#### [THE PROBLEM]
The entries are to be duplicated exactly, though any picture in them must be omitted.

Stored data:
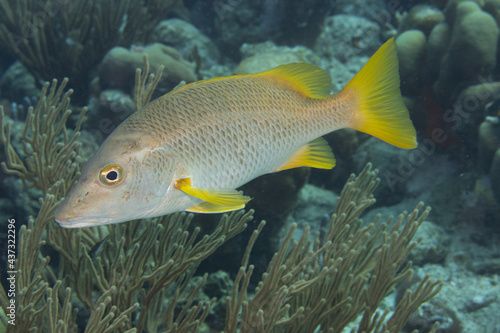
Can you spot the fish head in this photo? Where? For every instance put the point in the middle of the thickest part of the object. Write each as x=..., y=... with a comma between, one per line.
x=128, y=178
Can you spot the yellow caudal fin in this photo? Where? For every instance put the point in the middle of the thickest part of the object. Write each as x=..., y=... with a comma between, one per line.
x=379, y=108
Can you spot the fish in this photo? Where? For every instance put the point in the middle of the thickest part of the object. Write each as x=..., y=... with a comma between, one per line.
x=191, y=149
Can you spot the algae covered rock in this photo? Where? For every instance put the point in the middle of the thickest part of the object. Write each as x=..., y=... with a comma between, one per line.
x=345, y=36
x=117, y=70
x=186, y=39
x=265, y=56
x=437, y=45
x=471, y=53
x=411, y=51
x=421, y=17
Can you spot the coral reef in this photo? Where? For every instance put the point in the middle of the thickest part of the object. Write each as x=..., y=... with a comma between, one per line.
x=117, y=69
x=133, y=276
x=81, y=32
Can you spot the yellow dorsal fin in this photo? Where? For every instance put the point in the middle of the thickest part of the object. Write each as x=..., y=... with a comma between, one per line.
x=315, y=154
x=218, y=196
x=208, y=208
x=309, y=80
x=380, y=110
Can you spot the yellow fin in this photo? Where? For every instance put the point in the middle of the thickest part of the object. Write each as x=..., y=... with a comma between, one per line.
x=380, y=110
x=309, y=80
x=208, y=207
x=315, y=154
x=218, y=196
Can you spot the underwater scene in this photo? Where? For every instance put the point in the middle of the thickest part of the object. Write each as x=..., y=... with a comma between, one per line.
x=250, y=166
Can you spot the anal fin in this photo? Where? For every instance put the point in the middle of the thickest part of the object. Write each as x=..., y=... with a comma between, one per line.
x=315, y=154
x=208, y=207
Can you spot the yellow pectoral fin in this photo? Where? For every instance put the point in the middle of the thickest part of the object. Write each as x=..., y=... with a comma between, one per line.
x=218, y=196
x=315, y=154
x=208, y=207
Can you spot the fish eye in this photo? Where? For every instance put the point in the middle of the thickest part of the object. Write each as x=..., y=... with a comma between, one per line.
x=111, y=175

#### [SOLUTION TO THIS EXERCISE]
Can you spot the fish head in this photo? Where? For every instance put the point in the middle of the thickest part of the object. Write each as x=..., y=... with a comma between, one per line.
x=128, y=178
Can you spot the yellow caudal fin in this photo? Where? For every instance put the point in the middle of the thickest part of the object. Write each as x=..., y=... with a comma between, one per line.
x=379, y=108
Can you spot the fish in this photo? Where? For every instance put the point in the middle of the thickest part of the object. Write each as x=..., y=... with a comma between, one per line.
x=191, y=149
Can you spot the algae covered rock in this photo? Where? For every instance put the point in the middle of the thickest part of the object. Write each as x=..., y=... with a comma between, one per line.
x=345, y=36
x=117, y=70
x=186, y=39
x=265, y=56
x=437, y=45
x=471, y=53
x=411, y=51
x=421, y=17
Can you spot the coral reef in this photo? Where? For every instance put the point in the middle of the thickest part of the object. Write each as x=..., y=... with a comma between, one per line.
x=117, y=69
x=133, y=276
x=81, y=32
Can you spot the yellow dorsal fin in this photo? Where? For every instance put the point in the middle of the thickest part of the object. Write each as x=..., y=... with a comma between, one per line.
x=315, y=154
x=218, y=196
x=208, y=208
x=309, y=80
x=380, y=110
Can you spot the yellow fin in this photo? Where? For every instance put the point in the middle of the thickest part of the object. Write each as x=..., y=... with a comma between, one per line.
x=380, y=110
x=309, y=80
x=208, y=207
x=315, y=154
x=218, y=196
Can you spot the underwater scene in this photo? Where? For every instance put the point in the middle of the thickest part of the object. Write each as x=..., y=... with a comma between, one per line.
x=250, y=166
Can you spot the anal fin in this photo? Where? For every instance put the point in the middle of the thickest part of the object. Write each as x=..., y=... with a comma between, one per line.
x=315, y=154
x=208, y=207
Can you spot the yellow pectoral fin in this photo? Where? For every instance put the point in the middle of the thickest part of the object. Write each as x=..., y=... with a comma between, one per line.
x=218, y=196
x=315, y=154
x=208, y=207
Can you spot the fish eye in this photo? Where? For every instance put the point in the middle of the thickest part of the object. Write each as x=..., y=... with a comma between, one per line.
x=111, y=175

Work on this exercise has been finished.